==== Input material ====
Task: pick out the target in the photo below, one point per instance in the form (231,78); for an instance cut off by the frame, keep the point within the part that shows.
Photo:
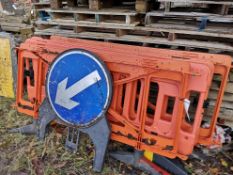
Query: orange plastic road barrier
(150,88)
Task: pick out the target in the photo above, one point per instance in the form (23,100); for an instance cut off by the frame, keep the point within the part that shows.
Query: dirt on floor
(24,154)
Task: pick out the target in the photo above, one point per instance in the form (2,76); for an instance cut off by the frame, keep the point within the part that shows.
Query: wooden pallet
(215,6)
(85,16)
(209,34)
(141,6)
(16,24)
(41,5)
(216,46)
(155,16)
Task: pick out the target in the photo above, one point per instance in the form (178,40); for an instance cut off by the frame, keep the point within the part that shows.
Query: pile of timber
(13,18)
(197,25)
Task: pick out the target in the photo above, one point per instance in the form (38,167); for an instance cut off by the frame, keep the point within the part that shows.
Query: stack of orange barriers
(150,88)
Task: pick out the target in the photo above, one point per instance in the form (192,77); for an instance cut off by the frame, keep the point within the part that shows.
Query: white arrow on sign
(64,94)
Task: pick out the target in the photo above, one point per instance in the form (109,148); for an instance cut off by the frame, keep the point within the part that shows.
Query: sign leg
(100,134)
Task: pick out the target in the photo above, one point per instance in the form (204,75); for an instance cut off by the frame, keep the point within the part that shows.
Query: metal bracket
(137,160)
(72,139)
(38,127)
(172,165)
(99,134)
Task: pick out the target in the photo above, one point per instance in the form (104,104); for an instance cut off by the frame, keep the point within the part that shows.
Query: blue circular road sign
(79,87)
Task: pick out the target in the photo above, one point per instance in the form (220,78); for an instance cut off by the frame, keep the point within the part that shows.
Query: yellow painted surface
(148,155)
(6,72)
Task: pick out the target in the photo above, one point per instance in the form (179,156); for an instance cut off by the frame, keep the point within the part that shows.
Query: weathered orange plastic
(133,69)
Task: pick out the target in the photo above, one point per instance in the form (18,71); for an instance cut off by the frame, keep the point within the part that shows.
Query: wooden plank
(142,6)
(192,15)
(209,32)
(199,2)
(112,11)
(143,39)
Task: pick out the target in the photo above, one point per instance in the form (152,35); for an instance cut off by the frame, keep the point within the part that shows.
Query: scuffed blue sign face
(78,87)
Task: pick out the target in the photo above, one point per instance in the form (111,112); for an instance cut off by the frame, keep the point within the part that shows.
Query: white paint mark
(64,94)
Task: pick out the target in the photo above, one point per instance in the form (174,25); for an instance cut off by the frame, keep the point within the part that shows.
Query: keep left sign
(79,87)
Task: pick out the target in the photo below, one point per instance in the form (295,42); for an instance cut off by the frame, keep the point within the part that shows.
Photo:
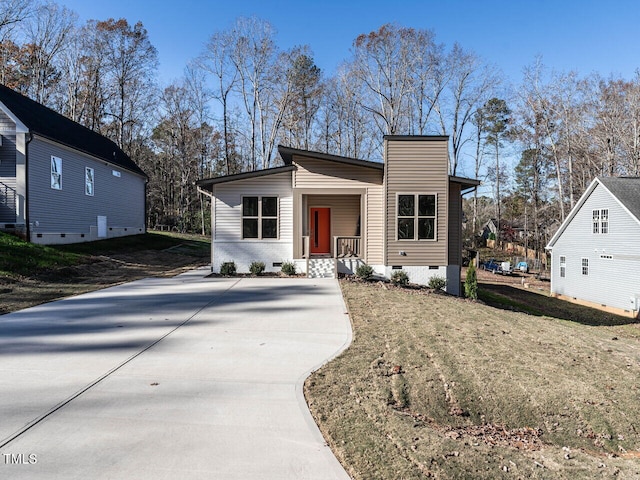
====
Count the lines of the listing above that contain the word "wooden". Give only the number.

2